== TEXTO ==
Estaba asegurada su presencia por medio de la Palabra, de otras acciones sacramentales y litúrgicas, de la Jerarquía, de la unidad en el amor de los cristianos reunidos en su nombre. Pero, aun así, podía haber otra presencia substancial y personalizada, con su cuerpo y su alma y su sangre y su divinidad. Y la hubo en la Eucaristía.
El cristiano de corazón sencillo y creyente, una vez que entiende algo de lo que la fe de la Iglesia le propone en este misterio, rompe la zona oscura que le envuelve y se coloca de un golpe junto al Corazón de Cristo, como Juan en la última cena. Y ya no le importan las oscuridades. Anhela esa presencia y se siente a gusto con ella. Todo el Evangelio se le echa encima con su carga amorosa, y recuerda que Cristo prometió su Carne y su Sangre como comida y bebida; que lo cumplió en la Pascua que celebró con los Apóstoles; que murió en la cruz por nosotros; que nos buscó con infinito amor, que quiso y quiere salvarnos con su misericordia, fortalecernos en nuestra miseria y ayudarnos a vencer la tentación para no caer en el pecado. Y al recordarlo todo, llega a parecerle lo más natural del mundo, aunque sea tan sobrenatural, que se haya quedado con nosotros como se quedó en la Eucaristía. A eso es a lo que llamo el calor de vida que encierra el misterio eucarístico.
Os felicito, adoradores. Si el hablar de la Eucaristía es ya en sí mismo un gozo para todo sacerdote, para mí lo es aún mayor en esta ocasión en que celebramos el Centenario de la Adoración Nocturna en España. Los hombres que sabéis adorar sois los que mejor comprendéis el sentido profundo de la vida religiosa, es decir, de la relación con Dios. Vuestras rodillas son vuestras alas, os diré con palabras de Gertrudis von Le Fort. Y, en ese vuelo tantas veces repetido, habéis sabido ascender hasta este Sacramento del Amor de los amores. Cien años ya desde que la Adoración se constituyó oficialmente en España. ¿Quiénes fueron los primeros adoradores? ¿En qué ciudad y en qué templo empezaron su vida los primeros turnos? ¿Cómo fue creciendo la Obra año tras año? ¿Qué extensión alcanzó o qué paralizaciones ha sufrido después? Datos importantes todos éstos que son o pueden ser conocidos. Pero yo no me voy a entretener en ello. Se me ha pedido que os hable de La Eucaristía y el compromiso del amor fraterno. Intentaré hacerlo.

== RETO A ==
Localiza en el listado todas las líneas que contienen la cadena "spire" y cópialas. Ten en cuenta las mayúsculas y minúsculas.

== LISTADO ==
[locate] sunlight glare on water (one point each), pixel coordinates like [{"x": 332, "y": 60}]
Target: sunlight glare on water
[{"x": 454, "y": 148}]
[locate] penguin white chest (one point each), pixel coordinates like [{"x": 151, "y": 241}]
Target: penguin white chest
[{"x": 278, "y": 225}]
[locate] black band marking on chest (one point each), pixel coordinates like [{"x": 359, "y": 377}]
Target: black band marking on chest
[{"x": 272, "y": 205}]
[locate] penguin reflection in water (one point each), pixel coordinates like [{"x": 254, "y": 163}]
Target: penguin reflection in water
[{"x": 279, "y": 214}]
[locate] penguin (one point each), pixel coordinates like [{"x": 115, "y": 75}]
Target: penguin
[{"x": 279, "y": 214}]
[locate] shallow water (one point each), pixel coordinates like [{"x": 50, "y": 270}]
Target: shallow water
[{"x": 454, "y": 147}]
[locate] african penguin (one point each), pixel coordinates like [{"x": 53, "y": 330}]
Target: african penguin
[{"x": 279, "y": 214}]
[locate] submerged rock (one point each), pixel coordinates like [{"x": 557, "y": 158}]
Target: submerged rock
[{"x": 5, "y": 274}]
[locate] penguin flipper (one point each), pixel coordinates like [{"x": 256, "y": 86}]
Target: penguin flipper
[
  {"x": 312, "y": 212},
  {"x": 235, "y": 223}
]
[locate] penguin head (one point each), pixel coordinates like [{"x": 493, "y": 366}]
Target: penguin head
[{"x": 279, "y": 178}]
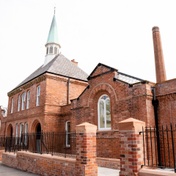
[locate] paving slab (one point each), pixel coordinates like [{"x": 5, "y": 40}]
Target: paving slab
[
  {"x": 103, "y": 171},
  {"x": 8, "y": 171}
]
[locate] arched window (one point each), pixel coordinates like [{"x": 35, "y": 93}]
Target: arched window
[
  {"x": 55, "y": 50},
  {"x": 16, "y": 134},
  {"x": 67, "y": 132},
  {"x": 51, "y": 50},
  {"x": 104, "y": 113}
]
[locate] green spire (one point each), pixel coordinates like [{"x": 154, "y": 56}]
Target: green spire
[{"x": 53, "y": 33}]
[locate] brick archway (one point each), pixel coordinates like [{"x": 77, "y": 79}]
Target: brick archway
[
  {"x": 103, "y": 87},
  {"x": 35, "y": 126}
]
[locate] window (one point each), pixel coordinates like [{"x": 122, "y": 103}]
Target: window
[
  {"x": 104, "y": 113},
  {"x": 28, "y": 100},
  {"x": 11, "y": 110},
  {"x": 67, "y": 131},
  {"x": 16, "y": 134},
  {"x": 38, "y": 96},
  {"x": 25, "y": 133},
  {"x": 55, "y": 50},
  {"x": 23, "y": 99},
  {"x": 19, "y": 101},
  {"x": 51, "y": 50},
  {"x": 21, "y": 129}
]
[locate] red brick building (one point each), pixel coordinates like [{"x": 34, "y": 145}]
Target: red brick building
[{"x": 59, "y": 95}]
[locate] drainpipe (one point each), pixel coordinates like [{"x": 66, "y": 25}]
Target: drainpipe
[{"x": 155, "y": 104}]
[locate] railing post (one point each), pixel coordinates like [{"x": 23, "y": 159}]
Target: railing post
[
  {"x": 86, "y": 164},
  {"x": 131, "y": 146}
]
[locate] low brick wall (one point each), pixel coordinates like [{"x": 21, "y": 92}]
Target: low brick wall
[
  {"x": 40, "y": 164},
  {"x": 108, "y": 163}
]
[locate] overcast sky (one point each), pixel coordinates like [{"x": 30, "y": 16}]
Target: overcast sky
[{"x": 117, "y": 33}]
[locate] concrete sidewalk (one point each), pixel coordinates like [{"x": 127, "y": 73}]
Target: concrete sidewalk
[{"x": 8, "y": 171}]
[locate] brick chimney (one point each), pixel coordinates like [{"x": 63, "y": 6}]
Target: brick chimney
[
  {"x": 159, "y": 59},
  {"x": 73, "y": 61}
]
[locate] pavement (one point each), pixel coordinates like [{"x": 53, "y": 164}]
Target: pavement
[{"x": 8, "y": 171}]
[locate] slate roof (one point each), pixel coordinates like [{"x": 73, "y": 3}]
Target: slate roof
[
  {"x": 60, "y": 65},
  {"x": 120, "y": 76}
]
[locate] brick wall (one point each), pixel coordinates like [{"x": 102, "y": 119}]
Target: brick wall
[{"x": 40, "y": 164}]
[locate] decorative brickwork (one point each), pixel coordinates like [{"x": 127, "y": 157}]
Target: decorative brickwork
[
  {"x": 86, "y": 164},
  {"x": 131, "y": 147}
]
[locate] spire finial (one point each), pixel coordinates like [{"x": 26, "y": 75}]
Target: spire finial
[{"x": 54, "y": 10}]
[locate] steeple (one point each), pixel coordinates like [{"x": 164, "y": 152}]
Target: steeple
[{"x": 52, "y": 45}]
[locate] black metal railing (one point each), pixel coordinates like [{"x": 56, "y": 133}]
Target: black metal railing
[
  {"x": 167, "y": 142},
  {"x": 45, "y": 142}
]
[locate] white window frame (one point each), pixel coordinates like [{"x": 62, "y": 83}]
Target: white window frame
[
  {"x": 103, "y": 99},
  {"x": 11, "y": 109},
  {"x": 23, "y": 100},
  {"x": 19, "y": 102},
  {"x": 38, "y": 96},
  {"x": 67, "y": 133},
  {"x": 28, "y": 99}
]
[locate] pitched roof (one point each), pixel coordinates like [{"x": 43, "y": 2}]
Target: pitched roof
[
  {"x": 60, "y": 65},
  {"x": 120, "y": 76}
]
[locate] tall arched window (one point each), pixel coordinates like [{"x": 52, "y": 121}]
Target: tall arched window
[
  {"x": 104, "y": 113},
  {"x": 67, "y": 132},
  {"x": 51, "y": 50}
]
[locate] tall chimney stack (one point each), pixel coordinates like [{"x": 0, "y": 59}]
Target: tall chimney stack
[{"x": 159, "y": 59}]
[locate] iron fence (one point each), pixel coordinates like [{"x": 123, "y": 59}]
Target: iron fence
[
  {"x": 163, "y": 156},
  {"x": 45, "y": 142}
]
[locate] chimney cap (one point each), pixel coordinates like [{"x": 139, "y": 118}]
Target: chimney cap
[{"x": 155, "y": 29}]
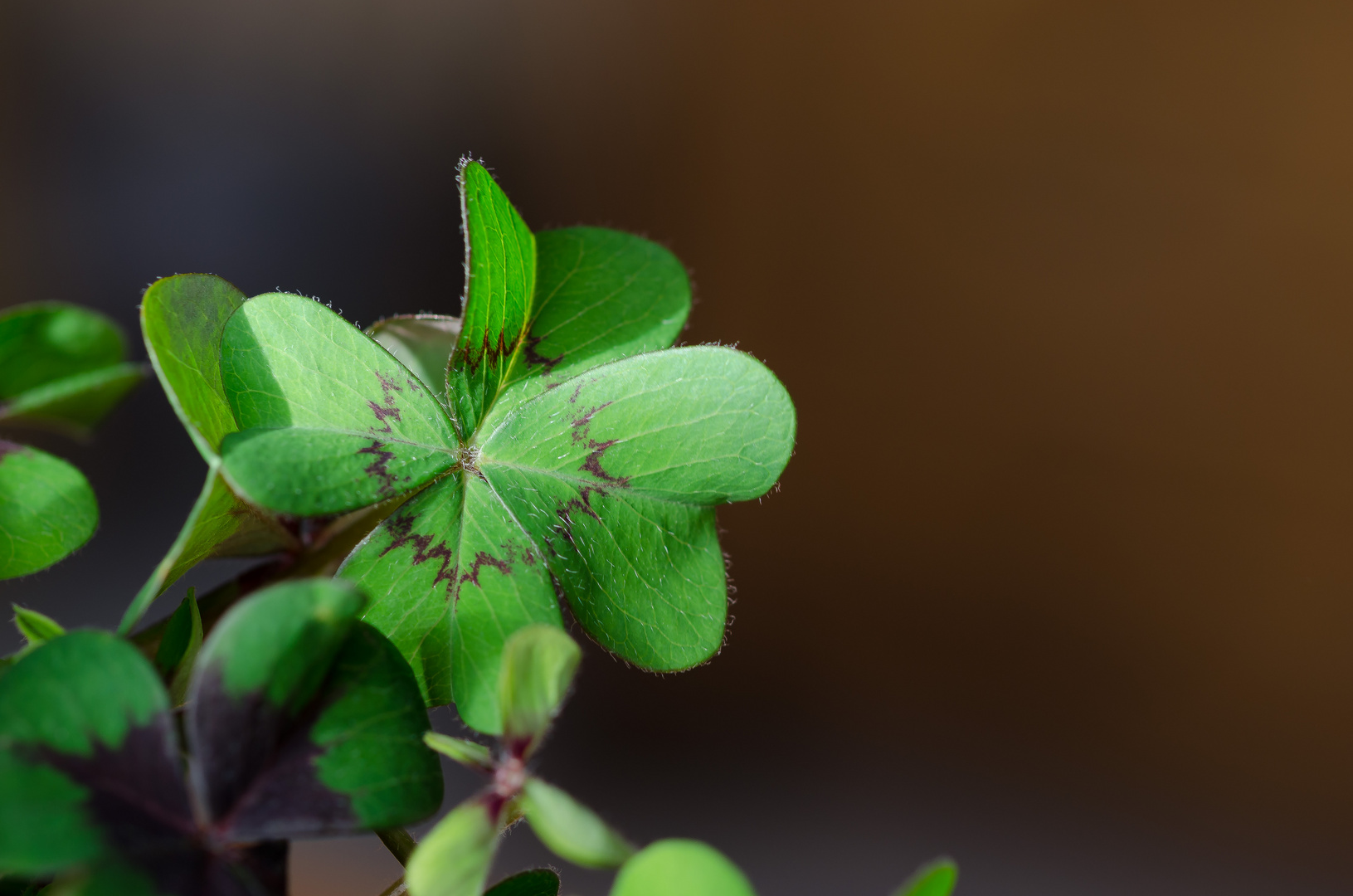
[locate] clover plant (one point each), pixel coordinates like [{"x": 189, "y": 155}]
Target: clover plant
[{"x": 425, "y": 497}]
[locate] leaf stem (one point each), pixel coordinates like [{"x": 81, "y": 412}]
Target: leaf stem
[{"x": 399, "y": 842}]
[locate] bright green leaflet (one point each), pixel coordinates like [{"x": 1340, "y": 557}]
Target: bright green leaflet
[
  {"x": 467, "y": 752},
  {"x": 937, "y": 879},
  {"x": 183, "y": 319},
  {"x": 454, "y": 859},
  {"x": 36, "y": 627},
  {"x": 499, "y": 287},
  {"x": 681, "y": 868},
  {"x": 600, "y": 295},
  {"x": 422, "y": 343},
  {"x": 61, "y": 366},
  {"x": 45, "y": 341},
  {"x": 46, "y": 509},
  {"x": 570, "y": 829},
  {"x": 454, "y": 546},
  {"x": 332, "y": 421},
  {"x": 282, "y": 640},
  {"x": 77, "y": 690},
  {"x": 372, "y": 735},
  {"x": 179, "y": 647},
  {"x": 615, "y": 473},
  {"x": 538, "y": 668},
  {"x": 75, "y": 403}
]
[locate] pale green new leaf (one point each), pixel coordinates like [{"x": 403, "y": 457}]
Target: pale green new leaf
[
  {"x": 46, "y": 509},
  {"x": 329, "y": 420},
  {"x": 422, "y": 343},
  {"x": 570, "y": 829},
  {"x": 681, "y": 868},
  {"x": 538, "y": 668},
  {"x": 37, "y": 628},
  {"x": 467, "y": 752},
  {"x": 454, "y": 859},
  {"x": 499, "y": 287},
  {"x": 937, "y": 879}
]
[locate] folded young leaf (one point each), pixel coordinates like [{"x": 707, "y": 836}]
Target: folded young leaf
[
  {"x": 935, "y": 879},
  {"x": 467, "y": 752},
  {"x": 36, "y": 627},
  {"x": 422, "y": 343},
  {"x": 538, "y": 668},
  {"x": 73, "y": 403},
  {"x": 91, "y": 786},
  {"x": 61, "y": 364},
  {"x": 452, "y": 576},
  {"x": 600, "y": 295},
  {"x": 570, "y": 829},
  {"x": 454, "y": 859},
  {"x": 681, "y": 868},
  {"x": 499, "y": 287},
  {"x": 538, "y": 881},
  {"x": 280, "y": 720},
  {"x": 330, "y": 421},
  {"x": 46, "y": 509}
]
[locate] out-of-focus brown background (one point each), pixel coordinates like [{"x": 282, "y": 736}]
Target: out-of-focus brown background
[{"x": 1059, "y": 580}]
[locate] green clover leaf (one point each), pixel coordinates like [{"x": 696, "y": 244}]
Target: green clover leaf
[
  {"x": 61, "y": 367},
  {"x": 46, "y": 509},
  {"x": 182, "y": 319},
  {"x": 279, "y": 722},
  {"x": 572, "y": 452}
]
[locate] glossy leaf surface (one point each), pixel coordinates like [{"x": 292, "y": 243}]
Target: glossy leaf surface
[
  {"x": 681, "y": 868},
  {"x": 937, "y": 879},
  {"x": 46, "y": 509},
  {"x": 538, "y": 881},
  {"x": 499, "y": 289},
  {"x": 454, "y": 859},
  {"x": 329, "y": 420},
  {"x": 422, "y": 343},
  {"x": 570, "y": 829},
  {"x": 61, "y": 364},
  {"x": 538, "y": 668}
]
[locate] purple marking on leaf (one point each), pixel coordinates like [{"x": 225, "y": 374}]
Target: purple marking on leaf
[
  {"x": 381, "y": 466},
  {"x": 387, "y": 386}
]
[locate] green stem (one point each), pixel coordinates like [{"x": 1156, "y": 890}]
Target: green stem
[{"x": 399, "y": 842}]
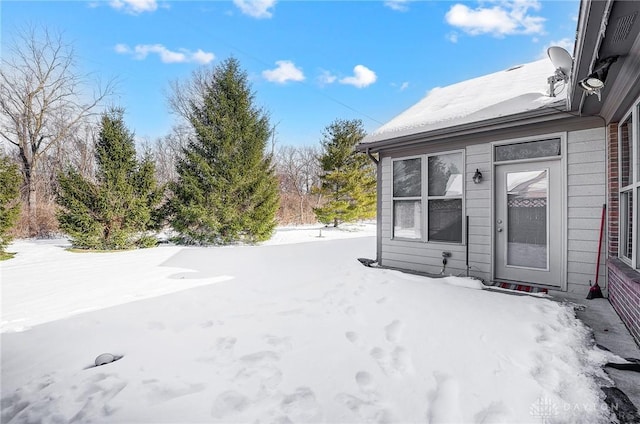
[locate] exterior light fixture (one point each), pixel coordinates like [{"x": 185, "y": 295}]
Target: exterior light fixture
[
  {"x": 477, "y": 177},
  {"x": 594, "y": 82}
]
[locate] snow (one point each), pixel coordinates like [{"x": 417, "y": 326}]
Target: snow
[
  {"x": 289, "y": 331},
  {"x": 515, "y": 90}
]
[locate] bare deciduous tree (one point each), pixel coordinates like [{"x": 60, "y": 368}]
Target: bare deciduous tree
[
  {"x": 183, "y": 94},
  {"x": 166, "y": 151},
  {"x": 42, "y": 101},
  {"x": 298, "y": 171}
]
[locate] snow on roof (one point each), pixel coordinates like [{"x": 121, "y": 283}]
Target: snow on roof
[{"x": 515, "y": 90}]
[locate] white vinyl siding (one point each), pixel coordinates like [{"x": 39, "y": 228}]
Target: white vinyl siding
[{"x": 586, "y": 193}]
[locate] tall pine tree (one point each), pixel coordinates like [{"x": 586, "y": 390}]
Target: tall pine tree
[
  {"x": 348, "y": 181},
  {"x": 227, "y": 190},
  {"x": 114, "y": 210}
]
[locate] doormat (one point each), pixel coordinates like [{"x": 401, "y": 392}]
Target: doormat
[{"x": 522, "y": 287}]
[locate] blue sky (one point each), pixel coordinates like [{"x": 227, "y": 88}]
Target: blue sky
[{"x": 309, "y": 62}]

== RETO B ==
Responde a partir del texto:
(i) ¿En qué se dio la presencia substancial y personalizada de Cristo, con su cuerpo, su alma, su sangre y su divinidad?
(ii) ¿Con quién se compara al cristiano que se coloca de un golpe junto al Corazón de Cristo?
(iii) ¿Qué centenario se celebra en la ocasión mencionada?

== RESULTADO A ==
[locate] green spire (one point each), pixel coordinates like [{"x": 154, "y": 56}]
Target: green spire
[locate] spire finial (one point each), pixel coordinates like [{"x": 26, "y": 75}]
Target: spire finial

== RESULTADO B ==
(i) En la Eucaristía.
(ii) Con Juan en la última cena.
(iii) El Centenario de la Adoración Nocturna en España.